** WHAT IS EXPECTED **
Repeat every line of the material below exactly.

** TASK MATERIAL **

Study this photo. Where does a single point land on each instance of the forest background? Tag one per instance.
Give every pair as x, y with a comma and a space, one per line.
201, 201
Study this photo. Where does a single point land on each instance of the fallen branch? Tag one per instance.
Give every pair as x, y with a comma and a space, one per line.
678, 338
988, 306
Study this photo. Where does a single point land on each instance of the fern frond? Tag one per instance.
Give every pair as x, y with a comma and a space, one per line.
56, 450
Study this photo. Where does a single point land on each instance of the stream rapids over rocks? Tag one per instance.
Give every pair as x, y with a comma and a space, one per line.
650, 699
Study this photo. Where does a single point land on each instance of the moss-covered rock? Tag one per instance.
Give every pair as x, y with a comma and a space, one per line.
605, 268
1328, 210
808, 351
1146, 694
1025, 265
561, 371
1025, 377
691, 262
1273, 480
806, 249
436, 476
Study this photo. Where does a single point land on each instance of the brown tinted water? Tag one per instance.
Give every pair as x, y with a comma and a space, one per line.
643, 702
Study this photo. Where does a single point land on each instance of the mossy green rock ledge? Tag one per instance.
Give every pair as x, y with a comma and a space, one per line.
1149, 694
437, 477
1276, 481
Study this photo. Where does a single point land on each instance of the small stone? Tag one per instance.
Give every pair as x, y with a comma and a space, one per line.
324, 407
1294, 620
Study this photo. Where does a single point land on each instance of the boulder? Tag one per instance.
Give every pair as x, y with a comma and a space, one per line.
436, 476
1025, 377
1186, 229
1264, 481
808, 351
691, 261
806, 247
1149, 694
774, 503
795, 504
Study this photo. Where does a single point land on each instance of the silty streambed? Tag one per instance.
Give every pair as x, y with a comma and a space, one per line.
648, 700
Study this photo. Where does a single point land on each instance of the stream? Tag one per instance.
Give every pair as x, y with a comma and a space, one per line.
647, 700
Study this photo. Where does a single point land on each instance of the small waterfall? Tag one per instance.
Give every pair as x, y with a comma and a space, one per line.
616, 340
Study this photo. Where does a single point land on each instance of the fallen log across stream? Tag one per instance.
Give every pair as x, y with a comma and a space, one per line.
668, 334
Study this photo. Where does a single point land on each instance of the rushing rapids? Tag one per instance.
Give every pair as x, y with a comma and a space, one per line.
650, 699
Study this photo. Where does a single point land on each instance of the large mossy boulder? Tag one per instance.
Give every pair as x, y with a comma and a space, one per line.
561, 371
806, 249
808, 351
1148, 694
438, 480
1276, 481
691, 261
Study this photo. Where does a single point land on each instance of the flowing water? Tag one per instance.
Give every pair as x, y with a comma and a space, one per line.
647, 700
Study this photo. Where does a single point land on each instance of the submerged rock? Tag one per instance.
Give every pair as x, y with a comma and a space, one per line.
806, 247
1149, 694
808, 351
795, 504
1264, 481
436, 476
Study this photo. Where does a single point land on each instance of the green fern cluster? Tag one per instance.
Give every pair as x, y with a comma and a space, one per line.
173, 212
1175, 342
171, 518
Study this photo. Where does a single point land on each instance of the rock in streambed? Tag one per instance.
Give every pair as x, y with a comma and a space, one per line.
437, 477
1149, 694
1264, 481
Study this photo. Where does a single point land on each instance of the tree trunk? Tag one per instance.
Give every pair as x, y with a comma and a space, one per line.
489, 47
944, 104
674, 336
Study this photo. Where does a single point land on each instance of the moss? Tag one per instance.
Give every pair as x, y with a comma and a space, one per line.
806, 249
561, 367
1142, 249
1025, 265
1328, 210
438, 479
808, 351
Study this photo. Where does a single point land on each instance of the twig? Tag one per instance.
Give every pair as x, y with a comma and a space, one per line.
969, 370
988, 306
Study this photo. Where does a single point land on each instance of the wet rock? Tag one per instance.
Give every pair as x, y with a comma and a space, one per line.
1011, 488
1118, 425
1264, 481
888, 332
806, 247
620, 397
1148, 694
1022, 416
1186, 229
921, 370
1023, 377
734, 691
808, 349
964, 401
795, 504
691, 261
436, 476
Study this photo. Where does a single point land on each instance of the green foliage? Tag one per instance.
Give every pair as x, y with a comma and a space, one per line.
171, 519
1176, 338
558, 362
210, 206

** ANSWER TO THIS TASK **
Study this photo. Where does a single point land on each instance of the forest background? Tag one per instance.
Give every pair as x, y with a comma and a space, one per line.
201, 201
Study this photo. Where does a single point land on each instance of the fallen branch? Tag one per instance.
Give every pair as x, y with a comma and a space, one per line.
678, 338
988, 306
Study this photo. Where does a single point land on each instance of the fern frond? Tag one per instance.
Give every pair as x, y with a comma and a space, one per line.
56, 450
Study this photo. Where does a single point land on each instance of the stream rapids over rocks? Tag one per instance.
Give every pair as x, y with a comma and a space, one per line.
650, 699
Study this photo. Where does a single point land on each instance of the moss-covered rock? Tag one per instance.
Give every pair as x, y with a comma and a space, one per line.
605, 268
1328, 210
808, 351
1146, 694
1025, 265
561, 371
1025, 377
691, 262
1273, 480
806, 249
436, 476
Study this photo. Where does a single point land on each instance of the brown tinted water? Tag one per instance.
Give every pair as x, y with a comma and a space, one per line.
643, 702
Study this photo. Where does a single point land on each instance of the mossy green rock ledge? Tag one per instance.
Give every pair as x, y with a comma and a space, one per line.
1149, 694
437, 477
1276, 481
Study this photo. Where does a single point land on each instance of the small stone? Tag one per instance.
Give every pair as x, y with a comma and a space, one per line.
324, 407
1294, 620
Study this photo. Where does a single point land on each instance of the boulder? Tag one per instance.
Give every pair as x, y with a comma and a space, one per line.
436, 476
1025, 377
1186, 229
1264, 481
808, 351
691, 261
806, 247
1149, 694
774, 503
795, 504
Study this photo. Where does a single point land on each instance of the silty streambed? Tag one per instance.
Give every pair as x, y with a comma and a space, one per line.
648, 700
Study this photo. Where does a single point land on each instance of the stream? Tag one per instance.
Give every pair as x, y with a comma and a space, one per line.
647, 700
Study this photo. Where does a single point land on each instance of the small waterfall? Tag one per instance.
Give every pair as x, y with a comma and a space, one per line.
616, 340
Study this photo. Where does a single point land on each instance of the fallen log across stream? Tag one per instance.
Give every pair as x, y with a comma and a space, one per line.
668, 334
Study this photo. Where does a single point land on each instance of the rushing rapids? Tag one per instance.
Give every pair as x, y with a comma and a space, one per line.
650, 699
Study this photo. Where does a single point land on each instance of the large mossy boulder? Tag one per instance.
Give every pair as x, y with a comma and a space, one per line.
561, 371
806, 249
808, 351
1148, 694
438, 480
1276, 481
691, 261
Study this photo. Where does a single point land on each instance of the flowing water? Tag one per instance.
Give every pair as x, y with a comma and a space, one per line.
647, 700
Study this photo. Where does a single point land on each instance of the submerged rock? Tag one per instance.
Give every pair as x, y with a comma and a space, one per line.
806, 247
1149, 694
808, 351
795, 504
1264, 481
436, 476
Study this photo. Where does a single point land on each instance of the green fern cluster? Tag one per instance.
Give every pair as x, y with a comma and a space, one per line.
173, 212
1175, 342
171, 518
Study this photo. Where does a single point land on each instance of the rock in streambed? Tag one per instance.
Give every pair as x, y with a comma and a space, one per line.
437, 477
1149, 694
1264, 481
Study this photo. Where does a single point land on each instance of the tree trunk? Tag one per instance.
Give every pair as x, y with a comma and a space, one per line.
489, 47
944, 104
674, 336
Study this photo. Where does a single point land on each instance of the moss? Tag one per instance.
Give every pair as x, y with a comma and a space, one per line.
806, 249
561, 367
1142, 249
1025, 265
1328, 210
438, 479
808, 351
Study this photo. Where does a single point land on each instance of the twig? Tag one per instance.
Give every pair as x, y with a comma and a space, one per line.
969, 370
988, 306
Study this photo. Where does a single point land on each instance of the wet rock? Tag one per instance.
Give every pair as x, y with a comma and a space, one per line.
1011, 488
1118, 425
1264, 481
888, 332
806, 247
620, 397
1148, 694
1022, 416
1186, 229
921, 370
1023, 377
734, 691
808, 349
964, 401
795, 504
691, 261
436, 476
Study this photo. Where does a single point land on each instance of the green foliage? Tag one per instance.
Give every pair as x, y with a comma and a space, one per line.
171, 519
1176, 338
558, 362
210, 206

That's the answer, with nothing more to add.